- **WHAT YOU WILL DO**
Can you copy the entries below word for word, from their very start through the line holding "Query: green leaf", inclusive, without the picture?

- **SUPPLIED RECORDS**
— BEGIN —

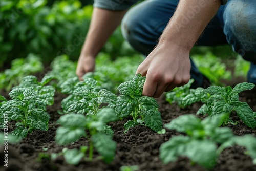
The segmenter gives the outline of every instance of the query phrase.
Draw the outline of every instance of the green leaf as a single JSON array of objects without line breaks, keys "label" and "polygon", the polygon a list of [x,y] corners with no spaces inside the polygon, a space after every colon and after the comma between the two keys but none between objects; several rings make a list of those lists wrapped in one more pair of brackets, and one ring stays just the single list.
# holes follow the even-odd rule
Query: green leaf
[{"label": "green leaf", "polygon": [[108,135],[112,136],[114,135],[114,131],[111,126],[105,125],[104,126],[104,132]]},{"label": "green leaf", "polygon": [[104,102],[115,103],[117,100],[117,95],[106,89],[101,89],[98,93],[98,97],[104,97],[105,99]]},{"label": "green leaf", "polygon": [[103,123],[109,123],[117,120],[118,118],[116,116],[115,110],[113,108],[102,108],[97,114],[99,121]]},{"label": "green leaf", "polygon": [[114,159],[116,148],[115,141],[111,136],[98,133],[92,136],[92,141],[97,152],[106,163],[110,163]]},{"label": "green leaf", "polygon": [[12,90],[9,93],[9,95],[12,99],[22,100],[24,98],[23,95],[23,91],[22,89],[16,88]]},{"label": "green leaf", "polygon": [[7,100],[5,98],[5,97],[3,96],[0,94],[0,100],[1,101],[7,101]]},{"label": "green leaf", "polygon": [[232,111],[231,106],[223,101],[218,101],[212,106],[212,115],[220,115],[222,113],[230,114]]},{"label": "green leaf", "polygon": [[175,161],[179,156],[187,157],[207,168],[215,165],[217,146],[208,140],[193,140],[182,136],[173,137],[162,144],[160,158],[164,163]]},{"label": "green leaf", "polygon": [[164,127],[187,134],[193,130],[203,129],[203,126],[201,124],[201,120],[193,114],[181,115],[173,119],[170,123],[165,124]]},{"label": "green leaf", "polygon": [[204,127],[206,135],[211,136],[211,133],[215,131],[216,128],[220,126],[223,121],[229,116],[229,115],[222,113],[219,115],[214,115],[212,117],[206,117],[203,120],[201,123]]},{"label": "green leaf", "polygon": [[122,95],[134,96],[134,91],[136,89],[136,85],[131,81],[125,81],[120,84],[117,90]]},{"label": "green leaf", "polygon": [[188,157],[193,161],[204,168],[210,168],[215,166],[217,146],[208,140],[192,140],[186,145],[183,156]]},{"label": "green leaf", "polygon": [[158,109],[159,105],[156,100],[148,96],[140,97],[138,101],[139,108],[143,109],[145,112],[154,108]]},{"label": "green leaf", "polygon": [[41,86],[44,86],[47,83],[49,83],[53,79],[55,78],[54,76],[52,75],[46,75],[42,78],[42,80],[41,81]]},{"label": "green leaf", "polygon": [[234,136],[232,130],[227,127],[217,127],[214,134],[211,135],[211,139],[214,142],[222,144]]},{"label": "green leaf", "polygon": [[163,122],[161,114],[157,110],[150,110],[144,115],[144,121],[146,126],[155,132],[161,131],[163,128]]},{"label": "green leaf", "polygon": [[48,130],[48,124],[46,124],[40,121],[32,121],[32,126],[36,130],[40,130],[42,131]]},{"label": "green leaf", "polygon": [[88,107],[88,104],[81,101],[75,101],[69,106],[67,113],[75,112],[78,113],[79,111],[83,111]]},{"label": "green leaf", "polygon": [[20,117],[19,115],[14,114],[14,115],[12,115],[12,116],[11,116],[11,119],[12,119],[12,120],[16,120],[16,119],[18,119],[19,117]]},{"label": "green leaf", "polygon": [[209,93],[211,95],[214,94],[222,95],[224,93],[226,93],[226,90],[225,88],[220,87],[220,86],[210,86],[206,89],[204,90],[204,91]]},{"label": "green leaf", "polygon": [[197,97],[194,94],[189,94],[182,99],[182,104],[184,107],[186,107],[191,104],[199,101],[201,98],[199,97]]},{"label": "green leaf", "polygon": [[128,116],[133,112],[136,103],[131,97],[121,95],[117,97],[116,103],[116,113],[118,117]]},{"label": "green leaf", "polygon": [[56,123],[66,127],[83,127],[86,123],[86,117],[82,114],[70,113],[60,117]]},{"label": "green leaf", "polygon": [[232,90],[232,93],[239,93],[246,90],[252,89],[255,85],[252,83],[242,82],[236,86]]},{"label": "green leaf", "polygon": [[233,138],[233,141],[239,146],[246,148],[247,153],[252,159],[256,159],[256,138],[252,135],[248,134],[243,136],[236,136]]},{"label": "green leaf", "polygon": [[31,114],[36,117],[38,121],[40,121],[44,123],[48,123],[50,118],[44,110],[34,108],[31,110]]},{"label": "green leaf", "polygon": [[125,129],[124,133],[127,133],[128,130],[132,127],[134,127],[136,125],[138,125],[138,122],[134,121],[133,120],[127,120],[127,122],[123,125],[123,127]]},{"label": "green leaf", "polygon": [[65,94],[72,94],[75,89],[75,86],[78,81],[79,79],[77,77],[67,79],[60,86],[61,92]]},{"label": "green leaf", "polygon": [[182,136],[173,137],[168,141],[162,143],[159,148],[159,157],[164,164],[176,161],[178,157],[184,154],[186,145],[189,143],[189,137]]},{"label": "green leaf", "polygon": [[23,87],[36,87],[40,84],[36,77],[33,75],[28,75],[22,78],[20,83]]},{"label": "green leaf", "polygon": [[86,136],[84,128],[59,127],[56,132],[55,141],[59,144],[65,145],[76,141],[81,136]]},{"label": "green leaf", "polygon": [[134,90],[134,95],[142,96],[144,83],[146,77],[142,77],[141,74],[137,74],[133,78],[133,82],[136,85],[136,89]]},{"label": "green leaf", "polygon": [[84,154],[76,148],[68,149],[64,153],[66,162],[69,164],[77,165],[84,156]]},{"label": "green leaf", "polygon": [[246,102],[237,102],[232,104],[239,118],[248,126],[254,129],[256,127],[256,120],[254,118],[253,112]]},{"label": "green leaf", "polygon": [[96,93],[93,92],[88,89],[82,90],[76,93],[76,95],[83,98],[87,101],[90,101],[94,98],[98,97]]},{"label": "green leaf", "polygon": [[227,86],[225,88],[225,90],[226,91],[226,93],[228,95],[229,95],[232,91],[232,88],[231,86]]}]

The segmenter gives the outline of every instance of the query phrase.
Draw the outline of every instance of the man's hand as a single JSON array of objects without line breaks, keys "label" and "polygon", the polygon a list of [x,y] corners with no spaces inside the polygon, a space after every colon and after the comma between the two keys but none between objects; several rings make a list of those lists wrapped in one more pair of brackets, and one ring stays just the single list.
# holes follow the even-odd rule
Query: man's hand
[{"label": "man's hand", "polygon": [[220,0],[179,1],[158,45],[137,70],[137,73],[146,76],[144,95],[159,97],[164,91],[188,82],[189,52],[221,3]]},{"label": "man's hand", "polygon": [[95,58],[91,56],[81,55],[79,57],[76,68],[76,73],[80,81],[82,76],[89,72],[94,71]]},{"label": "man's hand", "polygon": [[146,76],[143,94],[159,97],[164,92],[186,84],[190,79],[189,51],[167,44],[158,45],[136,73]]}]

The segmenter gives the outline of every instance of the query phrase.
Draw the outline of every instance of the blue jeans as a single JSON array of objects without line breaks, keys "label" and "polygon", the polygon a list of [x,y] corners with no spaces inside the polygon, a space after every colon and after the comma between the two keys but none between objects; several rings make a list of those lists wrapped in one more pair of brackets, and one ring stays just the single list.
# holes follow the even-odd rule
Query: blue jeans
[{"label": "blue jeans", "polygon": [[[157,45],[177,4],[177,0],[147,0],[132,8],[122,22],[123,37],[135,50],[146,56]],[[191,7],[191,11],[196,12],[197,7]],[[256,1],[229,0],[220,7],[196,45],[229,44],[235,52],[251,62],[248,81],[256,83],[255,19]],[[190,61],[191,77],[195,80],[193,87],[204,87],[207,82]]]}]

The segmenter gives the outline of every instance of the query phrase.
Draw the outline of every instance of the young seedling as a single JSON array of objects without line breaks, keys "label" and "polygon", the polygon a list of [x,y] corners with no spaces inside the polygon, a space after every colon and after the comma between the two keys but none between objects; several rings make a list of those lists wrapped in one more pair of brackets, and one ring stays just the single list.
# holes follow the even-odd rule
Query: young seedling
[{"label": "young seedling", "polygon": [[18,85],[24,77],[41,72],[43,68],[40,59],[33,54],[29,54],[25,58],[15,59],[10,69],[0,73],[0,89],[9,92],[13,87]]},{"label": "young seedling", "polygon": [[48,130],[49,116],[46,106],[53,103],[55,89],[51,86],[44,86],[51,79],[45,77],[38,82],[33,76],[26,76],[9,93],[12,100],[0,108],[0,120],[3,123],[6,119],[8,121],[17,121],[12,132],[14,135],[24,138],[35,130]]},{"label": "young seedling", "polygon": [[[93,160],[93,149],[95,148],[104,161],[109,163],[114,158],[116,145],[112,139],[114,132],[106,123],[117,119],[115,110],[106,108],[101,110],[96,115],[86,116],[79,114],[66,114],[57,121],[61,126],[56,131],[55,141],[60,145],[65,145],[76,141],[81,137],[87,137],[90,144],[88,156],[84,154],[86,152],[82,152],[84,155],[76,149],[69,153],[91,161]],[[88,130],[89,134],[86,133],[86,130]]]},{"label": "young seedling", "polygon": [[7,100],[6,100],[5,97],[0,94],[0,101],[2,101],[1,102],[0,102],[1,108],[4,103],[5,103],[7,101]]},{"label": "young seedling", "polygon": [[194,81],[194,79],[191,79],[187,84],[175,88],[167,92],[165,94],[165,100],[170,104],[177,103],[179,106],[182,108],[185,107],[183,104],[183,99],[186,96],[190,94],[190,87]]},{"label": "young seedling", "polygon": [[55,88],[51,85],[46,85],[54,78],[52,76],[47,75],[42,78],[41,81],[33,75],[29,75],[23,78],[19,85],[14,88],[26,88],[32,87],[37,93],[39,98],[46,105],[52,105],[54,101]]},{"label": "young seedling", "polygon": [[[84,114],[88,112],[90,109],[87,106],[89,105],[89,103],[91,101],[90,99],[87,101],[83,99],[82,95],[84,95],[86,93],[82,93],[82,91],[90,92],[91,92],[90,95],[92,95],[93,92],[98,92],[101,89],[98,82],[92,78],[84,78],[83,81],[75,82],[75,78],[70,79],[64,82],[61,86],[62,92],[70,94],[61,102],[61,107],[63,112],[62,113],[75,112]],[[111,94],[111,92],[110,94]],[[92,98],[95,97],[89,96],[86,98],[88,98],[90,97]]]},{"label": "young seedling", "polygon": [[67,113],[84,113],[86,112],[87,115],[96,115],[102,109],[100,105],[103,103],[109,103],[109,107],[114,108],[117,98],[115,94],[106,89],[101,89],[98,92],[88,89],[82,90],[76,95],[82,99],[70,105]]},{"label": "young seedling", "polygon": [[129,120],[124,124],[125,132],[139,124],[144,124],[155,132],[161,131],[163,124],[158,104],[153,98],[143,96],[142,91],[145,77],[137,74],[132,80],[124,82],[117,89],[121,95],[117,97],[116,113],[118,117],[129,115]]},{"label": "young seedling", "polygon": [[253,83],[243,82],[236,86],[233,89],[230,86],[221,87],[211,86],[204,91],[211,96],[218,95],[221,99],[208,104],[208,114],[209,116],[226,113],[228,115],[223,123],[226,125],[228,122],[233,122],[229,118],[232,111],[235,111],[239,118],[248,126],[254,129],[256,120],[253,112],[246,102],[239,101],[238,93],[246,90],[251,90],[255,86]]},{"label": "young seedling", "polygon": [[256,161],[256,138],[251,135],[236,136],[228,127],[220,127],[226,115],[215,115],[203,120],[187,114],[173,119],[164,126],[185,133],[177,136],[161,145],[159,157],[164,163],[175,161],[179,156],[187,157],[206,168],[216,165],[223,150],[236,144],[245,147],[246,153]]}]

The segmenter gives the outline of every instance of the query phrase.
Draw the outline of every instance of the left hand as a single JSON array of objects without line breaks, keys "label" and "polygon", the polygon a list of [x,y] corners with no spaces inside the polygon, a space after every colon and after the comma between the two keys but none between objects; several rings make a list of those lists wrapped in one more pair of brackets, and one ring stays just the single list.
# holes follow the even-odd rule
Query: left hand
[{"label": "left hand", "polygon": [[164,92],[187,83],[190,67],[189,50],[169,42],[159,44],[136,71],[146,76],[143,95],[158,98]]}]

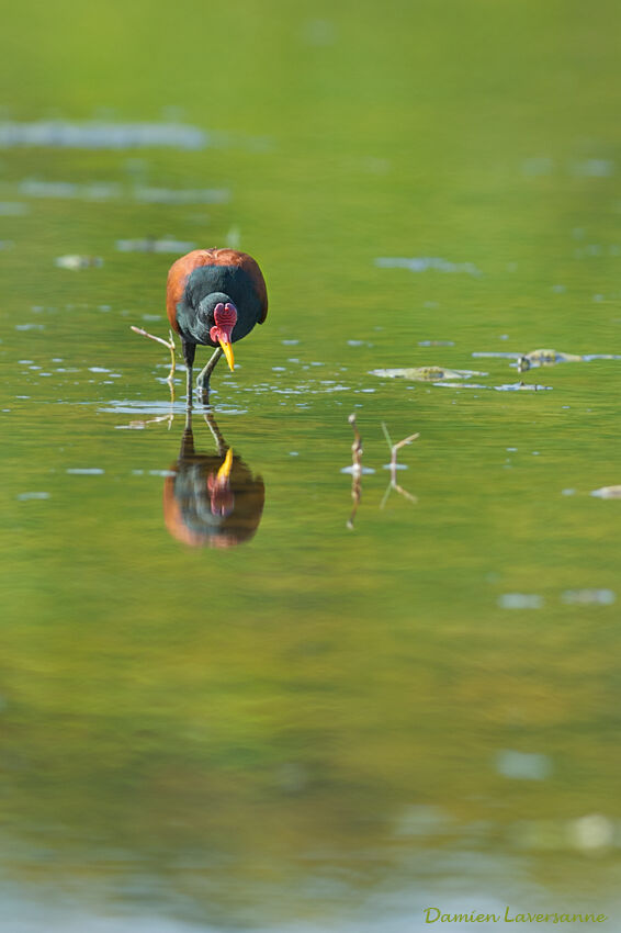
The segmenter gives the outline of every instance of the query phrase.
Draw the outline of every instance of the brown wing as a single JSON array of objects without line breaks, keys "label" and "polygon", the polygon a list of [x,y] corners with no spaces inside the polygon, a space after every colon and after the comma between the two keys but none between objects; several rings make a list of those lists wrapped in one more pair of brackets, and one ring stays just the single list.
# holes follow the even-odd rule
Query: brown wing
[{"label": "brown wing", "polygon": [[194,269],[201,266],[239,266],[251,279],[257,294],[261,302],[261,316],[259,324],[262,324],[268,316],[268,290],[266,280],[259,269],[258,263],[248,256],[247,252],[239,252],[238,249],[193,249],[173,262],[168,272],[166,285],[166,312],[171,327],[179,331],[177,326],[177,305],[183,296],[185,283]]},{"label": "brown wing", "polygon": [[170,326],[179,333],[177,325],[177,305],[183,297],[185,282],[190,274],[197,269],[199,266],[208,266],[213,261],[213,249],[193,249],[192,252],[187,252],[177,262],[173,262],[168,270],[168,279],[166,282],[166,313],[170,321]]}]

— END —

- **WRITTEN REPLY**
The segmenter gives the outline of every instance of the query phrase.
Draw the outline of every instance of the green leaf as a single JSON array of objects without line breaks, keys "label" and "polygon", the polygon a list of [x,y] corners with no spaces inside the polygon, a space after every colon and after the comma between the two keys but none between objects; several rings make a list of those lists wrapped in one more pair of brackets, and one ring stays just the single list.
# holes follow the even-odd rule
Query: green leaf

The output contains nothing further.